Exercise prompt:
Exactly the lines from the one containing "Pick out the shrub row, placing" through the end of the data below are to be reproduced, and nothing besides them.

— BEGIN Supplied entries —

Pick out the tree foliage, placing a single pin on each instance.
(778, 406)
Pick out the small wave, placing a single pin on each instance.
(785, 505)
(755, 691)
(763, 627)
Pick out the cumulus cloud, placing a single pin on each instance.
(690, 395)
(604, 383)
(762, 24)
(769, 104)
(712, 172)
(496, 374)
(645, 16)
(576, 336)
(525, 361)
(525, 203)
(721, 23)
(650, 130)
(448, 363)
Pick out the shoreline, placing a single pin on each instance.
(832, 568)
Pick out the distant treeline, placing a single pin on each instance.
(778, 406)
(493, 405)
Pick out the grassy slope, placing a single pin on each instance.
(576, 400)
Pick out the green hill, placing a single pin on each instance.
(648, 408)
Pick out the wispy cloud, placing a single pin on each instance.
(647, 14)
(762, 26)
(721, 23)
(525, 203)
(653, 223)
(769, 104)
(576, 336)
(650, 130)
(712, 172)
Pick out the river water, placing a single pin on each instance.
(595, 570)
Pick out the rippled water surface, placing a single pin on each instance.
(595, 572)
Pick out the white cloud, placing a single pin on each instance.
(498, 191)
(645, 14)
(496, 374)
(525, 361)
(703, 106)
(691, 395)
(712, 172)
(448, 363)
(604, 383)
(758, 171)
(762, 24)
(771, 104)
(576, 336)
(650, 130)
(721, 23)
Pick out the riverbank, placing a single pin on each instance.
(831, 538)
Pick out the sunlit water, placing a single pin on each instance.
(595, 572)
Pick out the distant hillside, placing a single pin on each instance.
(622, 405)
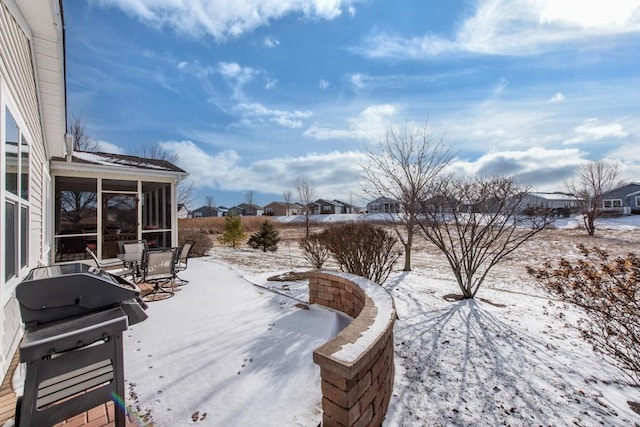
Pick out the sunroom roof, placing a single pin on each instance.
(110, 159)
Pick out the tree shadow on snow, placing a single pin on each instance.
(462, 365)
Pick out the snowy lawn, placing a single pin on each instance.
(503, 359)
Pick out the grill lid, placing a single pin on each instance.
(59, 292)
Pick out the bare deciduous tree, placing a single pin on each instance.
(156, 152)
(210, 204)
(249, 197)
(476, 223)
(593, 180)
(81, 141)
(306, 194)
(287, 197)
(407, 162)
(607, 290)
(363, 249)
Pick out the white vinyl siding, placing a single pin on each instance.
(18, 94)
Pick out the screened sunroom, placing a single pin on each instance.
(101, 198)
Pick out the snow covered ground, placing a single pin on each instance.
(503, 359)
(223, 352)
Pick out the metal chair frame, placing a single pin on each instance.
(158, 268)
(182, 257)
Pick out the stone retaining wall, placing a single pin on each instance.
(356, 366)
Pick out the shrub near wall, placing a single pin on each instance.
(357, 366)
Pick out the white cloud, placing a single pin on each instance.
(333, 174)
(556, 98)
(222, 19)
(358, 80)
(593, 130)
(257, 114)
(542, 169)
(516, 27)
(232, 70)
(501, 86)
(270, 42)
(369, 125)
(107, 147)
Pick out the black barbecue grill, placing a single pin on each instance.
(74, 316)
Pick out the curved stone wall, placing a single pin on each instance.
(356, 366)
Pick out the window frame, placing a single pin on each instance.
(20, 203)
(613, 203)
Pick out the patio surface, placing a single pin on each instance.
(223, 352)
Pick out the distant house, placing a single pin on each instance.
(347, 208)
(326, 207)
(183, 212)
(207, 212)
(624, 200)
(555, 200)
(383, 205)
(283, 209)
(245, 209)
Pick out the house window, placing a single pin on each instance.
(156, 214)
(612, 203)
(16, 197)
(76, 217)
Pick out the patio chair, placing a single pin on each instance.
(107, 265)
(182, 257)
(158, 267)
(133, 247)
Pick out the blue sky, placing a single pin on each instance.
(254, 94)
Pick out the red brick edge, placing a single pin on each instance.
(356, 366)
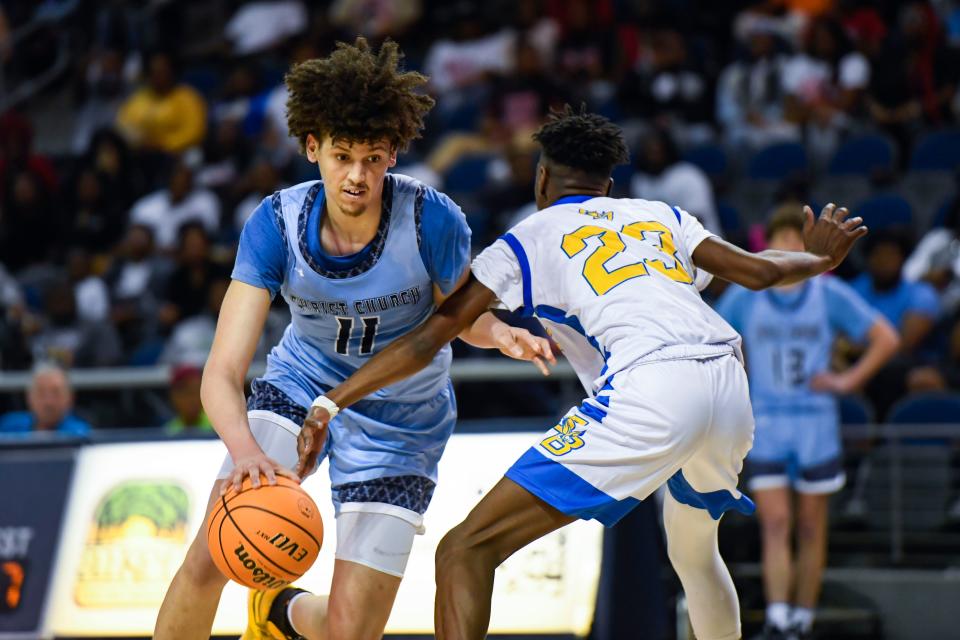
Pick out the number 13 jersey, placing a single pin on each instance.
(344, 310)
(612, 280)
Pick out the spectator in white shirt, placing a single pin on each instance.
(166, 210)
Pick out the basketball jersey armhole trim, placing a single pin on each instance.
(525, 274)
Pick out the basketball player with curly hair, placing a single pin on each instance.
(362, 257)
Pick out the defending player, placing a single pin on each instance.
(667, 395)
(788, 335)
(361, 258)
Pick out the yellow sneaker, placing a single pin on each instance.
(259, 627)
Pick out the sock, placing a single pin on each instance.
(278, 611)
(778, 615)
(802, 618)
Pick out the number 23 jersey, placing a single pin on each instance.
(613, 281)
(346, 309)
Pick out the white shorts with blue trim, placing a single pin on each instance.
(688, 422)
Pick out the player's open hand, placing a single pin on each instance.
(832, 233)
(521, 344)
(255, 466)
(310, 442)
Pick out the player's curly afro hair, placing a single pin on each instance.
(583, 141)
(357, 95)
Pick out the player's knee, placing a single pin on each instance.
(776, 525)
(198, 567)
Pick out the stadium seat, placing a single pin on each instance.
(778, 161)
(936, 151)
(711, 158)
(622, 175)
(885, 210)
(856, 410)
(927, 408)
(468, 174)
(861, 156)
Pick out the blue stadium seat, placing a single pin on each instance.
(885, 210)
(711, 158)
(729, 217)
(778, 161)
(856, 410)
(927, 408)
(862, 155)
(937, 151)
(468, 174)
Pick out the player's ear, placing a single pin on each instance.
(312, 148)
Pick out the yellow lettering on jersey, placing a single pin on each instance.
(597, 215)
(663, 241)
(567, 437)
(595, 272)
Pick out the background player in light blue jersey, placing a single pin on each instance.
(670, 404)
(788, 336)
(361, 257)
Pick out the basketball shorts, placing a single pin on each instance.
(684, 423)
(377, 518)
(798, 449)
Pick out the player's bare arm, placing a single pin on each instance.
(489, 332)
(241, 321)
(401, 359)
(827, 238)
(883, 341)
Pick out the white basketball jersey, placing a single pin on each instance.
(612, 279)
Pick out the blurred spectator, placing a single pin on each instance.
(31, 228)
(188, 289)
(107, 79)
(260, 181)
(912, 307)
(937, 259)
(189, 415)
(64, 337)
(96, 217)
(464, 56)
(93, 298)
(261, 25)
(824, 85)
(50, 404)
(670, 88)
(135, 280)
(375, 19)
(664, 176)
(750, 96)
(166, 210)
(163, 115)
(17, 155)
(192, 337)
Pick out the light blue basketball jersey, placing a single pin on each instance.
(788, 337)
(346, 309)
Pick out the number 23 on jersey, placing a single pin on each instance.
(595, 271)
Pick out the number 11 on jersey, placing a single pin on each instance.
(370, 324)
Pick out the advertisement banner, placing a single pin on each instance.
(135, 508)
(35, 485)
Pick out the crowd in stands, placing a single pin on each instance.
(116, 246)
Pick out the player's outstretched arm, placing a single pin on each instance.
(401, 359)
(827, 239)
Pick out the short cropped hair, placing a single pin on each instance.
(583, 141)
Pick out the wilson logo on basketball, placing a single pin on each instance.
(258, 575)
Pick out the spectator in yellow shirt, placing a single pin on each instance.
(164, 115)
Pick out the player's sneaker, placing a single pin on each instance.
(260, 624)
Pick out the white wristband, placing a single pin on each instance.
(326, 403)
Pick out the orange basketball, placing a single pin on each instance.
(265, 538)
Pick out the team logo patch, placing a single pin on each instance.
(568, 436)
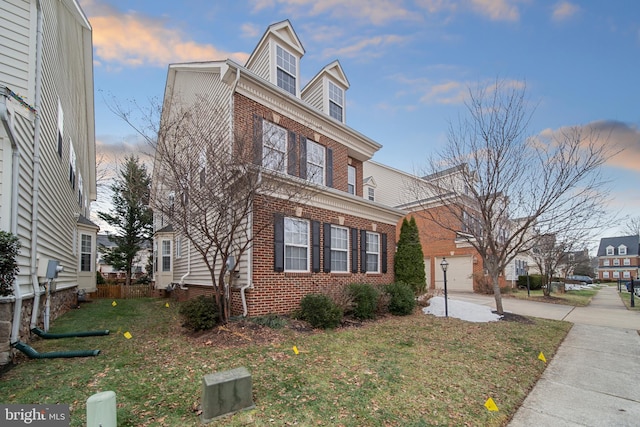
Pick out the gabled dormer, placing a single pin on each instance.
(277, 57)
(326, 91)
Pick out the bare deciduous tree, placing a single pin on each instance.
(509, 188)
(210, 180)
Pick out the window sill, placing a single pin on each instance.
(297, 274)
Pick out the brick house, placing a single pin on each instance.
(338, 236)
(466, 271)
(619, 258)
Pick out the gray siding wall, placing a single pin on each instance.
(17, 38)
(261, 66)
(198, 87)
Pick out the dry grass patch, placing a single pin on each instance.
(397, 371)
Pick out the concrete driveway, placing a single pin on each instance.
(594, 378)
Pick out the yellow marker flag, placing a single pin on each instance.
(490, 405)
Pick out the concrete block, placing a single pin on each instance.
(225, 393)
(101, 410)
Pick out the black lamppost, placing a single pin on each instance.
(444, 264)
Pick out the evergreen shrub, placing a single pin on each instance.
(320, 311)
(199, 314)
(365, 300)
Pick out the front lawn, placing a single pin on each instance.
(398, 371)
(577, 298)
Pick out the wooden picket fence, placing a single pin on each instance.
(119, 291)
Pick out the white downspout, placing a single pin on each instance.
(36, 171)
(184, 276)
(15, 174)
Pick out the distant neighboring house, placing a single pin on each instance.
(619, 258)
(299, 135)
(108, 272)
(576, 263)
(47, 153)
(392, 187)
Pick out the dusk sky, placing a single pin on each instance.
(409, 63)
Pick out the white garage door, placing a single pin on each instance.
(459, 274)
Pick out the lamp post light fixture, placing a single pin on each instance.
(444, 264)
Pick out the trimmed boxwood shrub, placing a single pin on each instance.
(199, 313)
(365, 300)
(320, 311)
(402, 301)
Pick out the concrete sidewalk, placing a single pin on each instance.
(594, 378)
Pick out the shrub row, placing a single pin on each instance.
(322, 312)
(362, 301)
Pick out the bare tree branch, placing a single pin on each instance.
(499, 189)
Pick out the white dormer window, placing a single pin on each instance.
(336, 102)
(286, 70)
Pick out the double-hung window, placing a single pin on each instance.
(166, 255)
(339, 249)
(351, 179)
(274, 142)
(72, 165)
(315, 162)
(85, 252)
(336, 101)
(373, 252)
(296, 244)
(286, 70)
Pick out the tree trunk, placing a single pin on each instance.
(496, 293)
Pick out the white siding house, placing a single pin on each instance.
(47, 153)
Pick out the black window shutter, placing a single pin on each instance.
(327, 247)
(354, 250)
(315, 246)
(303, 157)
(257, 140)
(278, 242)
(329, 167)
(383, 254)
(292, 155)
(363, 251)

— END Supplied entries —

Result for this task:
Pick out the shrub row, placing a single pin on each instance.
(322, 312)
(362, 301)
Pick out the bare tree branch, placing a single pin on each instance.
(499, 189)
Pick out the white dormer window, placing a single pin on each instance.
(336, 102)
(286, 70)
Pick out the double-hung window, placing a single pin on each instance.
(166, 255)
(339, 249)
(351, 179)
(274, 142)
(72, 165)
(315, 162)
(85, 252)
(336, 101)
(373, 252)
(296, 244)
(286, 70)
Pick out the tree trunk, placing a single pin on each instance.
(496, 293)
Pick out the white siding house, placing a single pin on each instance.
(47, 153)
Pick out the black window shutter, placing a single pin on each instance.
(327, 247)
(354, 250)
(315, 246)
(303, 157)
(257, 140)
(278, 242)
(329, 167)
(383, 254)
(292, 155)
(363, 251)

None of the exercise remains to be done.